_Selected excerpt_.
"""

It is to be noted, however, that the appended drawings illustrate only typical embodiments of this invention and are therefore not to be considered limiting of its scope, for the invention may admit to other equally effective embodiments.

FIG. 1 depicts a wafer, in accordance with various embodiments of the present invention.

FIG. 2 depicts multiple chips diced from the wafer, in accordance with various embodiments of the present invention.

FIG. 3-FIG. 10 depict cross section views of a semiconductor structure at intermediate stages of semiconductor device fabrication, in accordance with various embodiments of the present invention.

FIG. 11 depicts an exemplary semiconductor device fabrication process flow method, in accordance with various embodiments of the present invention.

FIG. 12 depicts a flow diagram of a design process used in semiconductor design, manufacture, and/or test, in accordance with various embodiments of the present invention.

The drawings are not necessarily to scale. The drawings are merely schematic representations, not intended to portray specific parameters of the invention. The drawings are intended to depict only exemplary embodiments of the invention. In the drawings, like numbering represents like elements.

DETAILED DESCRIPTION

Detailed embodiments of the claimed structures and methods are disclosed herein; however, it can be understood that the disclosed embodiments are merely illustrative of the claimed structures and methods that may be embodied in various forms. These exemplary embodiments are provided so that this disclosure will be thorough and complete and will fully convey the scope of this invention to those skilled in the art. In the description, details of well-known features and techniques may be omitted to avoid unnecessarily obscuring the presented embodiments.

Embodiments relate to the removal of integrated circuit (IC) chips from a wafer. In particular, the wafer may include various IC chips separated by a kerf that includes a through kerf via (TKV). The chips are removed from the wafer and separated from each other by removing the TKV. The TKV may be formed simultaneous or subsequent to formation of a through semiconductor via (TSV) within the IC chips. The TKV reduces wasted area of the wafer allowing for more IC chips to be included thereupon. Further, the TKV allows for IC chips to differ in geometry relative to each other.

Embodiments of invention generally relate to semiconductor devices, such as a semiconductor chip (chip). The chip may be planar device and may comprise planar electrodes in parallel planes, made by alternate diffusion of p- and n-type impurities into the semiconductor substrate of the chip. Alternatively, the chip may be a FinFET type device and may comprise a plurality of fins formed from or upon the semiconductor substrate and a gate covering a portion of the fins. The portion of the fins covered by the gate may serve as a channel region of the device. Portions of the fins may also extend out from under the gate and may serve as source and drain regions of the device.

"""

_Goal A_.
Answer these questions using the patent text on removing chips from a wafer:
(i) What do FIG. 3 through FIG. 10 show?
(ii) What does the kerf separating the IC chips include?
(iii) In a FinFET type device, which portion of the fins may serve as the channel region?
_Goal B_.
Go on with the patent text on removing chips from a wafer, picking up after its last sentence.

Extracted data entries:
"""

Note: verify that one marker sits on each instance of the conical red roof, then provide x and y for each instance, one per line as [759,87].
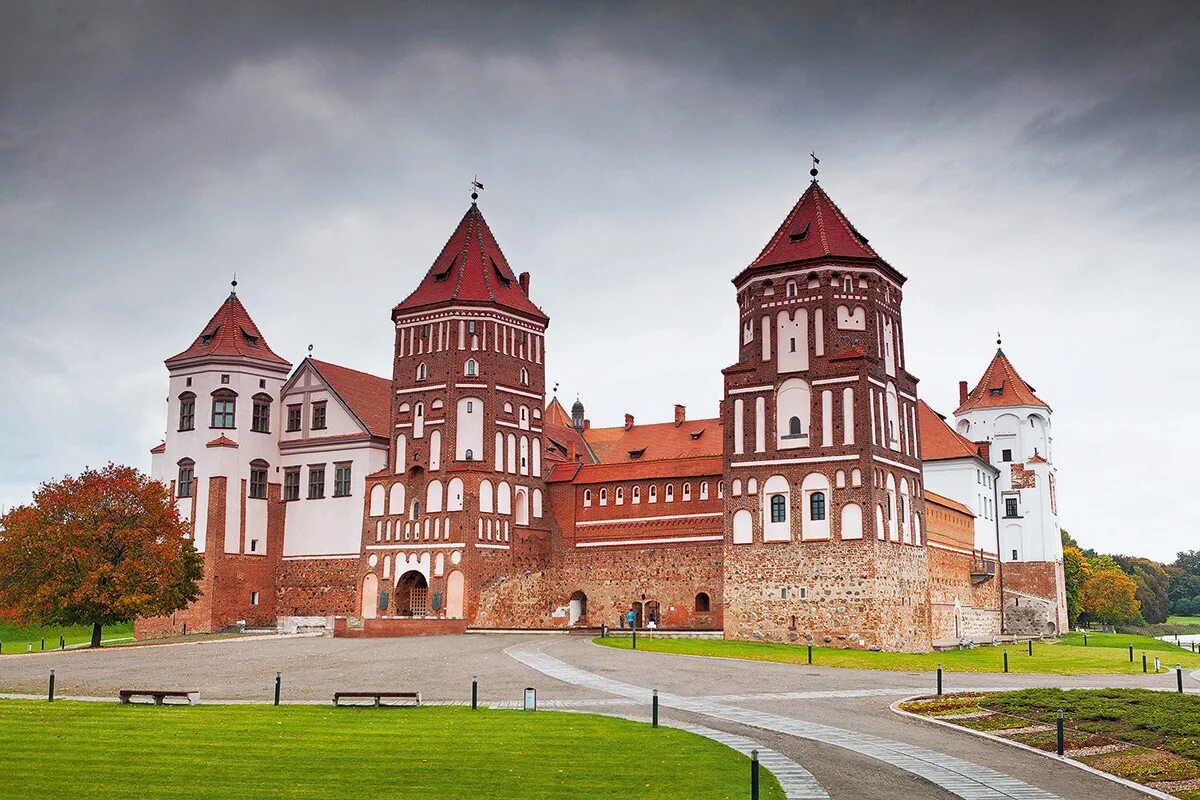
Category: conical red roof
[1000,388]
[231,334]
[815,228]
[472,269]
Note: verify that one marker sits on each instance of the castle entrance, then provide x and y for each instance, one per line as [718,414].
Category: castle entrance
[412,594]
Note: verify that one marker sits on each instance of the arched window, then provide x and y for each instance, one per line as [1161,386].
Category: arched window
[816,506]
[187,411]
[186,477]
[778,507]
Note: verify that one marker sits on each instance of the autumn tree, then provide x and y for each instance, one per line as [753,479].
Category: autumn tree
[100,548]
[1110,596]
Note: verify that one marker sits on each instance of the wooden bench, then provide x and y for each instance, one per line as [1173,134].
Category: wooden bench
[160,696]
[378,697]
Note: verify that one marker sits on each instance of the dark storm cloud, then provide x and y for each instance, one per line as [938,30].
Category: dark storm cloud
[1030,166]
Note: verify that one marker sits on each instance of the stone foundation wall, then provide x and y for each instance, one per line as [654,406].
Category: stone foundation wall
[317,588]
[857,594]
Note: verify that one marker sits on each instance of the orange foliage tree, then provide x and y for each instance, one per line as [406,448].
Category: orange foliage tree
[1110,596]
[100,548]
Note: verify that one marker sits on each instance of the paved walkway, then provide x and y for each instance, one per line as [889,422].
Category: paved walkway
[957,776]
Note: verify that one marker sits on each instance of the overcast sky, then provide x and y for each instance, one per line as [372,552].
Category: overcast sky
[1031,169]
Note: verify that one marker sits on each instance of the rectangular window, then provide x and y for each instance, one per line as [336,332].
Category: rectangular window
[342,481]
[261,420]
[187,414]
[316,482]
[258,483]
[292,483]
[186,480]
[222,411]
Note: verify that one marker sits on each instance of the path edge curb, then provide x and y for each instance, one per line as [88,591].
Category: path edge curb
[1129,785]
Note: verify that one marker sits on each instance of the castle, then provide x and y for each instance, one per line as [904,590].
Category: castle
[823,504]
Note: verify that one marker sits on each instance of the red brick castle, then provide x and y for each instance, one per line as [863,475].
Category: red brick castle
[453,495]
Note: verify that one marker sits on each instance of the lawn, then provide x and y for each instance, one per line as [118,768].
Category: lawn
[17,639]
[1151,738]
[1105,653]
[305,751]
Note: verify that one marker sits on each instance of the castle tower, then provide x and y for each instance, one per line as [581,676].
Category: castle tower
[462,503]
[823,510]
[220,457]
[1003,413]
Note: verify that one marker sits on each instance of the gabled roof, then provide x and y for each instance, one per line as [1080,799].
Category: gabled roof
[231,334]
[367,396]
[472,269]
[556,414]
[1000,388]
[939,440]
[657,441]
[814,228]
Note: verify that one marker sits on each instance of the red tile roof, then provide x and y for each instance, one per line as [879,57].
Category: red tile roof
[939,440]
[658,440]
[231,332]
[472,269]
[367,396]
[640,470]
[1000,388]
[815,228]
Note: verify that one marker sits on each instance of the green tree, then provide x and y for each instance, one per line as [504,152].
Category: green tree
[100,548]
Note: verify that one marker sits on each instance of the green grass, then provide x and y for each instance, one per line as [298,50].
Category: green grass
[17,639]
[1105,653]
[249,752]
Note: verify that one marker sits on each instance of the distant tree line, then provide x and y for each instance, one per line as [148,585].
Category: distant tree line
[1128,589]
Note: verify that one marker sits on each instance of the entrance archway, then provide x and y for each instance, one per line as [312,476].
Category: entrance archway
[370,596]
[412,594]
[579,607]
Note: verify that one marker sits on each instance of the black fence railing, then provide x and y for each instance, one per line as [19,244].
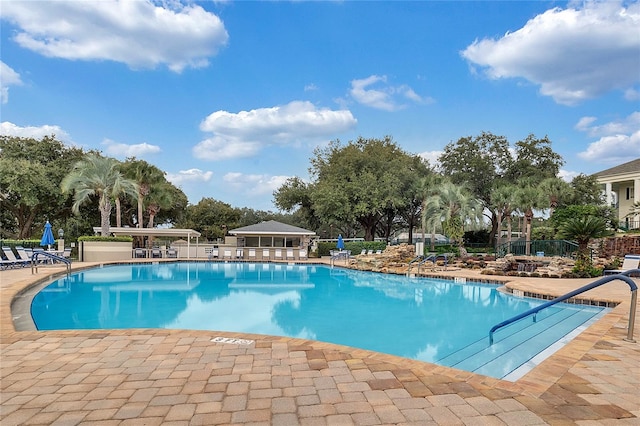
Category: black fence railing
[562,248]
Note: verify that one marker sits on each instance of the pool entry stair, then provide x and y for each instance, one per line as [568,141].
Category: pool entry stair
[515,351]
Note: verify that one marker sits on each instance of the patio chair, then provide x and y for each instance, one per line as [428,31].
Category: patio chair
[22,253]
[631,261]
[8,253]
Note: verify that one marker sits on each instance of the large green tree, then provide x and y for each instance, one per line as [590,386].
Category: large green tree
[97,177]
[487,161]
[454,206]
[30,174]
[210,217]
[357,182]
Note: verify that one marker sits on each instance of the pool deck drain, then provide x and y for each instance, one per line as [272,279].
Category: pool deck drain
[156,376]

"""

_Final result A_.
(i) Cross section views of a semiconductor structure at intermediate stages of semiconductor device fabrication.
(ii) A through kerf via (TKV).
(iii) The portion of the fins covered by the gate.

_Final result B_.
Referring now to the FIGs, wherein like components are labeled with like numerals, exemplary fabrication steps of forming a wafer 5 including multiple chips 10, in accordance with embodiments of the present invention are shown, and will now be described in greater detail below. It should be noted that some of the FIGs depict various cross section views of a portion of chip 10, multiple chips 10, etc. Furthermore, it should be noted that while this description may refer to components of the chip 10 in the singular tense, more than one component may be depicted throughout the figures and within the chip 10. The specific number of components depicted in the figures and the cross section orientation was chosen to best illustrate the various embodiments described herein.

FIG. 1 depicts a wafer 5 comprising a plurality of chips 10 and a plurality of kerfs 20. Each chip 10 may be separated from other chips 10 by kerfs 20. The kerfs 20 may comprise features such e-fuses, alignment structures, fabrication quality, testing, and/or reliability structures, etc. Chips 10 are removed from wafer 5 generally along the scribe or kerf 20.

FIG. 2 depicts multiple chips 10 included in wafer 5. Each chip 10 may comprise an inner active region 11 wherein integrated circuits may be formed and a crack stop region 30 separating the active region 11 from kerf 20. Each inner active region 11 may be enclosed or surrounded by the crack stop region 30 located on the periphery of each chip 10. The crack stop region 30 may consist of similar layers or materials as those in active region 10 (e.g. silicon, etc.) and prevents cracks or delamination from propagating toward the inner active region 11 of the chips 10. Included within kerf 20 is a through-kerf removal via 130 that separates neighboring chips 10. The through-kerf removal via 130 is made from a material that may be removed to separate chips 10. According to embodiments of the present invention, by utilizing through-kerf removal via 130 to remove chips 10 from wafer 5, the width of kerf 20 may be reduced, resulting in a greater number of chips 10 included within wafer 5. According to further embodiments of the present invention, by utilizing through-kerf removal via 130 to remove chips 10 from wafer 5, neighboring chips 10 may be different or have different geometry relative to one another.

FIG. 3 depicts a cross section view of a semiconductor structure at intermediate stages of semiconductor device fabrication, in accordance with various embodiments of the present invention. For example, at this stage of wafer 5 fabrication, the inner active regions 11 of chips 10 may include a semiconductor substrate 50, a front end of the line (FEOL) layer 60 upon the substrate 50, and BEOL layer 70 upon the FEOL layer 60. In the various embodiments, the semiconductor structure shown in FIG. 3 may be an initial structure that which embodiments of the invention may be realized.

The semiconductor substrate 50 may include, but is not limited to: any semiconducting material such conventional Si-containing materials, Germanium-containing materials, GaAs, InAs and other like semiconductors. Si-containing materials include, but are not limited to: Si, bulk Si, single crystal Si, polycrystalline Si, SiGe, amorphous Si, silicon-on-insulator substrates (SOI), SiGe-on-insulator (SGOI), annealed poly Si, and poly Si line structures. In various embodiments, substrate 50 may be, for example, a layered substrate (e.g. silicon on insulator) or a bulk substrate.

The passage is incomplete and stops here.